## DOCUMENT EXCERPT
- - -

The sine qua non of structured financing is the effort to separate the credit quality of the assets being securitized from the credit risk of any entity involved in the financing.
• The requisite legal separation is achieved by two structuring techniques:
• True Sales/Contributions: This transfer is structured so that it is “absolute” in the sense that the original owner retains no legal/equitable interest in the assets following the transfer. The objective is to remove the assets from the bankruptcy estate of the transferor and isolate them in a Special Purpose Vehicle (SPV), also referred to as a Special Purpose Entity (SPE).
• Bankruptcy Remote Vehicle: The SPV is structured so that (i) it is unlikely to become the subject of a bankruptcy case and (ii) its assets are unlikely to be considered part of the transferor’s bankruptcy estate.
Separation of Asset Risk From Entity Risk – The True Sale
The principal method of transferring assets to an SPV is a “true sale.” The transfer is intended to have the effect of removing the assets transferred from the transferor’s estate under Bankruptcy Code section 541. The law governing the transfer is applicable non-bankruptcy law. In structuring true sales, the following issues must be considered:
• Intent of the Parties • Economic Consequences of the Transaction • Recourse and Risk of Loss • Fixed Purchase Price • Right to Redemption • Right to Surplus • Administration and Collection of Payments • Accounting Treatment • Reduction in Interest in Loans and Participations • Physical Possession of Documents: Reflection of Sale on Books and Records • The Buyer as a Subsidiary of the Seller
True Sale – Intent of the Parties
The threshold issue in a true sale analysis is whether the parties intended that the transaction constitute a sale rather than a financing. “Where the parties intention is clearly and unambiguously set forth in the agreement, effect must be given to the expressed intent.” Granite Partners, L.P. v. Bear, Stearns & Co., 17 F. Supp. 2d 275, 300 (S.D.N.Y. 1998).

- - -

## TASK DIRECTIONS
Revise the structured financing text, beginning at the words "The sine qua" and stopping after "Purpose Entity (SPE).", so that "seller" stands wherever "transferor" appears. The records are not needed for this work.

## GIVEN INFORMATION

- - -

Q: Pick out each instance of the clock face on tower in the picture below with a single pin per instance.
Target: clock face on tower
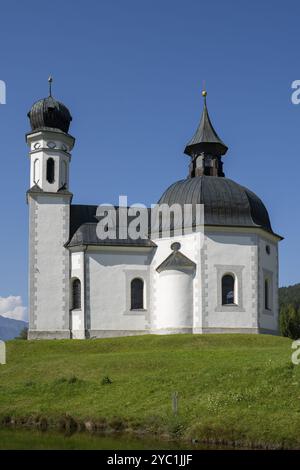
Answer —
(51, 145)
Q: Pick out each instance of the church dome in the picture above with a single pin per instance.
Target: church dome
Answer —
(50, 113)
(226, 203)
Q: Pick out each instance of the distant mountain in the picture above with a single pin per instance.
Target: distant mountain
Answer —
(289, 295)
(10, 328)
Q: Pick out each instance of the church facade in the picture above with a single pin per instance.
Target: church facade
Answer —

- - -

## EXERCISE RESULT
The sine qua non of structured financing is the effort to separate the credit quality of the assets being securitized from the credit risk of any entity involved in the financing.
• The requisite legal separation is achieved by two structuring techniques:
• True Sales/Contributions: This transfer is structured so that it is “absolute” in the sense that the original owner retains no legal/equitable interest in the assets following the transfer. The objective is to remove the assets from the bankruptcy estate of the seller and isolate them in a Special Purpose Vehicle (SPV), also referred to as a Special Purpose Entity (SPE).